# [Work instructions]
Scan the entries below. Return every line that includes "case".

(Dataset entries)
▬▬▬▬▬▬▬▬▬▬
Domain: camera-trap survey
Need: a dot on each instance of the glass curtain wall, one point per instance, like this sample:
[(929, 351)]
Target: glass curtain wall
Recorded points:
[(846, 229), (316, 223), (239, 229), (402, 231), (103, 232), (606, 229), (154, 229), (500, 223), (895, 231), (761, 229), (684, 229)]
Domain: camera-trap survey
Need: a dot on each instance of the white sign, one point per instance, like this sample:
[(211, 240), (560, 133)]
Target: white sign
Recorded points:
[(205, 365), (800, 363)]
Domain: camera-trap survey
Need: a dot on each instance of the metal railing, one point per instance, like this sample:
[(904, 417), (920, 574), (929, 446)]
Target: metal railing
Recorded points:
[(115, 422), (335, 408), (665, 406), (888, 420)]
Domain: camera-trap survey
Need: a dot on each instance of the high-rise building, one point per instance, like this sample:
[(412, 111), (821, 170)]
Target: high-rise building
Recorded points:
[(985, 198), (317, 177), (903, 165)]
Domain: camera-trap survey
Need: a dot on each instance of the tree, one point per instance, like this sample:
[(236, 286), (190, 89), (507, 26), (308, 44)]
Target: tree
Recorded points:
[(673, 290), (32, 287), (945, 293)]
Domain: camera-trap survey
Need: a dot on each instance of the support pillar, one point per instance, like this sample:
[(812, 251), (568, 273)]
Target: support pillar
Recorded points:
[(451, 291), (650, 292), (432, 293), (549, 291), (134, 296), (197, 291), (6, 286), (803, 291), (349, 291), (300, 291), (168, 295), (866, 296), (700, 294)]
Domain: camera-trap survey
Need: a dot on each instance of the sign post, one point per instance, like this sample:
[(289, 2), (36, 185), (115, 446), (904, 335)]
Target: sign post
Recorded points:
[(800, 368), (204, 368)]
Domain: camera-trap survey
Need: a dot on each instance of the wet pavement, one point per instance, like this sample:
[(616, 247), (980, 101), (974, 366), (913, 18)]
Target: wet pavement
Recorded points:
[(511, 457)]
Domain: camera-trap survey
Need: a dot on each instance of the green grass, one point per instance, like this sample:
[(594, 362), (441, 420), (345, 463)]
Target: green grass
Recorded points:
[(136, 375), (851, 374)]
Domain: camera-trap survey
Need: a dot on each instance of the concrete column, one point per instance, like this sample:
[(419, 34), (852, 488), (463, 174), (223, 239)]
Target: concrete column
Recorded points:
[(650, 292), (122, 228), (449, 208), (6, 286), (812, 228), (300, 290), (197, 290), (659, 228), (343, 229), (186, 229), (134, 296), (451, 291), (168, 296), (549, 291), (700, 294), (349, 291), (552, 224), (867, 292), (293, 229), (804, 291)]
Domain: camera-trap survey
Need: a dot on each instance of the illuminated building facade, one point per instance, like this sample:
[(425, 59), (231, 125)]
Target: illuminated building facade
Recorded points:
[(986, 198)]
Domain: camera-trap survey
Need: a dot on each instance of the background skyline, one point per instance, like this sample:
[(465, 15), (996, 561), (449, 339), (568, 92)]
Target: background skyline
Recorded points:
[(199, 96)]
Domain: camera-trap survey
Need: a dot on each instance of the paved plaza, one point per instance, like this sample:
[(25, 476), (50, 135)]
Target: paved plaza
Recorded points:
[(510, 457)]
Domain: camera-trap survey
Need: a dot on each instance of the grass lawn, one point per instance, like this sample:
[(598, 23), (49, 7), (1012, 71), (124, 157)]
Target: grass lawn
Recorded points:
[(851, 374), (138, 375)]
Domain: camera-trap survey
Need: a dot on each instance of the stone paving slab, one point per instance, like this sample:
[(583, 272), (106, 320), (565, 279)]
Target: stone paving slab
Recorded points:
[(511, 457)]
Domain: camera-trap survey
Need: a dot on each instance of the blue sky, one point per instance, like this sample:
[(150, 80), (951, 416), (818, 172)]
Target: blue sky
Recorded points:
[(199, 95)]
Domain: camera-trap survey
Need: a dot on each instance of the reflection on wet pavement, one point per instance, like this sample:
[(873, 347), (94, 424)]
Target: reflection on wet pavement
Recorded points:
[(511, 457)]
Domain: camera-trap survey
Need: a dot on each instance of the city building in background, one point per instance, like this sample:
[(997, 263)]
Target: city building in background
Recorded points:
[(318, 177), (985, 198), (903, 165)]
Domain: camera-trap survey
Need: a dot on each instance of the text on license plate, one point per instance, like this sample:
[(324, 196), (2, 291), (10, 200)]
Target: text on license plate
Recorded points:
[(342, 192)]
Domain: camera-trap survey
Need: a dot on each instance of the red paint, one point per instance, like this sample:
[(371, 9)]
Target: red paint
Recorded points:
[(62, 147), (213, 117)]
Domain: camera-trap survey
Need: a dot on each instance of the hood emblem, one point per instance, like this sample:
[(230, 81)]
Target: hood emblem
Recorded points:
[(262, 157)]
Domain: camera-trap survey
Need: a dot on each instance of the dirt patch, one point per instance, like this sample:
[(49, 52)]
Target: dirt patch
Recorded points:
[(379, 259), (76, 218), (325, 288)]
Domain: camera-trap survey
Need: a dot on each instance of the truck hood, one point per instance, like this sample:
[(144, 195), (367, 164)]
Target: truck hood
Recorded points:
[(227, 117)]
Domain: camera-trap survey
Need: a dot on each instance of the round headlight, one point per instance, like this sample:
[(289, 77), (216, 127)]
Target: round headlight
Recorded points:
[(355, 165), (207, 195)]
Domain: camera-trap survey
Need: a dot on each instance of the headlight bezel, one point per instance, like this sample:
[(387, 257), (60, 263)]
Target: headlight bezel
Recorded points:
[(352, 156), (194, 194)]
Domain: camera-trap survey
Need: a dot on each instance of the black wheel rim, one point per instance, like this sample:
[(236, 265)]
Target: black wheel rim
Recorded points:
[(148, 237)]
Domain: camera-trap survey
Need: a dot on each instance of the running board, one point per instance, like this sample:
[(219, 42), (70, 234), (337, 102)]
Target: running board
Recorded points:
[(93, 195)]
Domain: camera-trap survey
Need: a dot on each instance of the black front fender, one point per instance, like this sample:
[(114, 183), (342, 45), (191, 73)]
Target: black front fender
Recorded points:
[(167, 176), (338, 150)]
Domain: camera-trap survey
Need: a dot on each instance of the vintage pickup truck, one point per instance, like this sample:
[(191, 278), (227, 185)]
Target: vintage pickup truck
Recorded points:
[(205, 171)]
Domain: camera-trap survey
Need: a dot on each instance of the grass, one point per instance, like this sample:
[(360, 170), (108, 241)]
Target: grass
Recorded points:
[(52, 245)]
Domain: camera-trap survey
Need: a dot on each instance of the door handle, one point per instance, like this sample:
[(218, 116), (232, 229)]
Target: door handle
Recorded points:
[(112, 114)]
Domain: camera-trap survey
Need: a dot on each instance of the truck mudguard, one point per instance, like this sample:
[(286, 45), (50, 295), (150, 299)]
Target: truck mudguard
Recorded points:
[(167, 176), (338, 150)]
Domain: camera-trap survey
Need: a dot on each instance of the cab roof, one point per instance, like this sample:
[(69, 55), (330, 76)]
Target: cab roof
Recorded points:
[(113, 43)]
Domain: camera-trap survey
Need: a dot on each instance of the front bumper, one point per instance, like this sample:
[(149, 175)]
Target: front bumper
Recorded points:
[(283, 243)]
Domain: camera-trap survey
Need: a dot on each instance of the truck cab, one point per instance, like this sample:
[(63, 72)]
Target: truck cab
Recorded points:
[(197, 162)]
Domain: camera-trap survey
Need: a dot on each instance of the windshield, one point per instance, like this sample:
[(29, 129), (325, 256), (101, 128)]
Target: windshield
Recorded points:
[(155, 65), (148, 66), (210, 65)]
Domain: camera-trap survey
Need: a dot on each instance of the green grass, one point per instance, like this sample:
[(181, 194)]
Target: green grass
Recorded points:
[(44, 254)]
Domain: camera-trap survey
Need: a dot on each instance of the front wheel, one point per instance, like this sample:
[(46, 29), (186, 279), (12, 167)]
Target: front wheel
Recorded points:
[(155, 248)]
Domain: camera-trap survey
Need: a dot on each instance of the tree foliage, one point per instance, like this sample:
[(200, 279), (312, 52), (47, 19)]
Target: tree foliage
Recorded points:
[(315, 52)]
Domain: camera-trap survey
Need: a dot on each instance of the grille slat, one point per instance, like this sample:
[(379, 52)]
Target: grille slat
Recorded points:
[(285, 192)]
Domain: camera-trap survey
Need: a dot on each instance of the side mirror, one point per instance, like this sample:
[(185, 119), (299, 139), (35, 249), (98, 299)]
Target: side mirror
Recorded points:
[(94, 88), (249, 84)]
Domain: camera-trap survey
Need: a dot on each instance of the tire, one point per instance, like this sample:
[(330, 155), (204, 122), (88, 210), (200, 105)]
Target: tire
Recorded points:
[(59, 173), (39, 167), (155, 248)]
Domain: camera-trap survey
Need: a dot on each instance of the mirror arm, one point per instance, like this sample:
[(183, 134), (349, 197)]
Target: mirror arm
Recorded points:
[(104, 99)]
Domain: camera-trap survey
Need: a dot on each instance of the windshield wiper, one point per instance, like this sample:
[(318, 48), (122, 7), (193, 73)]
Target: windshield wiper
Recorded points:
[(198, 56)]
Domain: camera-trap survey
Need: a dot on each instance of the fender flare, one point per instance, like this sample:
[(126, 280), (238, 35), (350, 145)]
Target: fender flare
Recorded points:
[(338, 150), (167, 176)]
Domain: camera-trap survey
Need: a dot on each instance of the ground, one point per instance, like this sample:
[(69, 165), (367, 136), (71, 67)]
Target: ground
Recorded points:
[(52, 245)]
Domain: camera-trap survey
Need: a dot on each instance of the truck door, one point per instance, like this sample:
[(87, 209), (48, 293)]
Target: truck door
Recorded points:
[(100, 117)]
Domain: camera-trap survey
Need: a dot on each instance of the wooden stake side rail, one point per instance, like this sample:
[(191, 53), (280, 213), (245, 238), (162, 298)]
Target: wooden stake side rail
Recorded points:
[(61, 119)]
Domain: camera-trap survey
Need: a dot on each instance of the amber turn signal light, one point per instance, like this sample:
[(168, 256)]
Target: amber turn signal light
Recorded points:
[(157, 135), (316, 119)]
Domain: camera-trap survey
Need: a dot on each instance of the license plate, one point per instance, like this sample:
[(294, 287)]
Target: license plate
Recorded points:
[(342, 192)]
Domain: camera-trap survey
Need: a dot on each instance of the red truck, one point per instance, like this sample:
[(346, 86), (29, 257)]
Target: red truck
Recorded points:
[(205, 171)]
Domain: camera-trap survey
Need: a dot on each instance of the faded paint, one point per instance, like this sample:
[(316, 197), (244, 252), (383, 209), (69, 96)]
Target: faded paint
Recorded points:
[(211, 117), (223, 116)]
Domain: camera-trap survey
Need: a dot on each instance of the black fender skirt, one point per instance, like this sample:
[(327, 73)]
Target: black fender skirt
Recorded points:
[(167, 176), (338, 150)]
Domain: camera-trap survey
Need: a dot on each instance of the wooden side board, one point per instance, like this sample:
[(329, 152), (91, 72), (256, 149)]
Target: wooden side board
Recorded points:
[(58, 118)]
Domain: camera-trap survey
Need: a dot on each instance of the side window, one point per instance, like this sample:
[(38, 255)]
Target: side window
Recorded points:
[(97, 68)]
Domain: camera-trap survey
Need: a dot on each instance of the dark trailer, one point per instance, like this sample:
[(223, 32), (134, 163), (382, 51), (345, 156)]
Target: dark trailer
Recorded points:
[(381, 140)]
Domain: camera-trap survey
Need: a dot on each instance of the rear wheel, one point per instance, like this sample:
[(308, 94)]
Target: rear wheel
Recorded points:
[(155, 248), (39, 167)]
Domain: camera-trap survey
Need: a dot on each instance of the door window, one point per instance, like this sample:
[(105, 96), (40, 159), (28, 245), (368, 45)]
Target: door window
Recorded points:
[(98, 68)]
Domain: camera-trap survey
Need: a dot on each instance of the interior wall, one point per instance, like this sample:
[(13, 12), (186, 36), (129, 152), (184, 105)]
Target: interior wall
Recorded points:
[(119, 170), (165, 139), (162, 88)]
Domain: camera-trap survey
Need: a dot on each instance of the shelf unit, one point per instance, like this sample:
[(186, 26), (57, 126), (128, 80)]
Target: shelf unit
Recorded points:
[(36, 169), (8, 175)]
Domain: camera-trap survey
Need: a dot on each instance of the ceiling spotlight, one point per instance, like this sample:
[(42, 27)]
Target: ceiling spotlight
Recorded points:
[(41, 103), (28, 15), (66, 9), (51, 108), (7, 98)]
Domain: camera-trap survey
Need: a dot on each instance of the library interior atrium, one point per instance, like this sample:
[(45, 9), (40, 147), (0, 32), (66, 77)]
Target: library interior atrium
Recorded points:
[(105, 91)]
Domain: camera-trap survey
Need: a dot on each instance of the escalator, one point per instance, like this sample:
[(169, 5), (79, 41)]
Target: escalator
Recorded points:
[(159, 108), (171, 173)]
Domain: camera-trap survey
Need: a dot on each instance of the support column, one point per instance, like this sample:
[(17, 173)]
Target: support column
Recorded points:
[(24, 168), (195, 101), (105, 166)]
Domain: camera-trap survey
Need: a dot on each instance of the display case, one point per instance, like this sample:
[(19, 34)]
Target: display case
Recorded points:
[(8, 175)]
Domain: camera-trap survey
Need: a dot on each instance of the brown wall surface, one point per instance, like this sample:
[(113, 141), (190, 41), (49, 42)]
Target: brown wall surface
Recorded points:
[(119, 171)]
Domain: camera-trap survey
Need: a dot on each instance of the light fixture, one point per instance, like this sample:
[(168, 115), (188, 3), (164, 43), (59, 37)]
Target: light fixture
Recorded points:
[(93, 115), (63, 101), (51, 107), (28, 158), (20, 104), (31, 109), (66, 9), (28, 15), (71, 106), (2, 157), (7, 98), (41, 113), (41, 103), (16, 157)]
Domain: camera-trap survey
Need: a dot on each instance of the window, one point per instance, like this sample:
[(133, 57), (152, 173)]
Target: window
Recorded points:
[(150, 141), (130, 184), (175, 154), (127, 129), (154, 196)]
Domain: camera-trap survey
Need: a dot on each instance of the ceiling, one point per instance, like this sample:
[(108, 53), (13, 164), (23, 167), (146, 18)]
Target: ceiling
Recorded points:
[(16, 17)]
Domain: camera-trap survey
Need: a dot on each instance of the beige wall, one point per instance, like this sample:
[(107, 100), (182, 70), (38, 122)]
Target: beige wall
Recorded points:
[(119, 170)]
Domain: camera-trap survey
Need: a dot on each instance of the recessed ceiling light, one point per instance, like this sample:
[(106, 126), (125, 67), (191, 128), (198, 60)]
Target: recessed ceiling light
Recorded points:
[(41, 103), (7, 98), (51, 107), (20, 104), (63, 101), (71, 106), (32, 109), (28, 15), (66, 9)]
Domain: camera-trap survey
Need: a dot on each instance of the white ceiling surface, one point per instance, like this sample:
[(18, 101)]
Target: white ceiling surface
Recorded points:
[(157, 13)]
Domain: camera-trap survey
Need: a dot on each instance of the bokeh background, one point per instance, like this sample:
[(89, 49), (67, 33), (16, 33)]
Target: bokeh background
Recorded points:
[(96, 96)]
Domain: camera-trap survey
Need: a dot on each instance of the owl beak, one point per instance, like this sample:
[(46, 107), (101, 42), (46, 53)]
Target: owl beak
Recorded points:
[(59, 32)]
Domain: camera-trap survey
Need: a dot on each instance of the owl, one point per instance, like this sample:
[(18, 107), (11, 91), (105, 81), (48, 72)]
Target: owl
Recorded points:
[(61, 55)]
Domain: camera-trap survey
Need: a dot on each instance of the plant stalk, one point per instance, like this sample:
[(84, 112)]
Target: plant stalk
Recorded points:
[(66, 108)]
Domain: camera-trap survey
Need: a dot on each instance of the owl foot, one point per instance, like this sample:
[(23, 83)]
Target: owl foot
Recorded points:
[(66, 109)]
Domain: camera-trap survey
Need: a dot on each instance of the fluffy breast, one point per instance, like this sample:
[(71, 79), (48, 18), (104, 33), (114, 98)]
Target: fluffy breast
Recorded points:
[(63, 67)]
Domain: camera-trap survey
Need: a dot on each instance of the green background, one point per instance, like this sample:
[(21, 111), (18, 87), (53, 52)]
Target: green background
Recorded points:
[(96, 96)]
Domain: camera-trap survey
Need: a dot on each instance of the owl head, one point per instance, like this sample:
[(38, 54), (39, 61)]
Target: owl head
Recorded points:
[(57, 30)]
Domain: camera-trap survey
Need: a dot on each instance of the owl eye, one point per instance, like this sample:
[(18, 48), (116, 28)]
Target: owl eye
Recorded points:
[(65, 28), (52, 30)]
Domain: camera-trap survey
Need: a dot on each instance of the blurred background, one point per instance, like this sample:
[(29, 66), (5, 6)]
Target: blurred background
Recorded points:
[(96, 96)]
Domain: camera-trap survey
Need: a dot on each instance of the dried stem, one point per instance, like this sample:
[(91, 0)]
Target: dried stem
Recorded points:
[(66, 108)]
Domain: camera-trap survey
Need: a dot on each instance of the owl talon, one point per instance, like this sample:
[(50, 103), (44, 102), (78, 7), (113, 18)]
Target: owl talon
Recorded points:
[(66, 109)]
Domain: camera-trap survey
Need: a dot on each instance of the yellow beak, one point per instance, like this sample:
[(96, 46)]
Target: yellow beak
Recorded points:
▬▬▬▬▬▬▬▬▬▬
# [Exercise result]
Need: a dot on each instance of the display case, one point per instance, like this sample:
Target: display case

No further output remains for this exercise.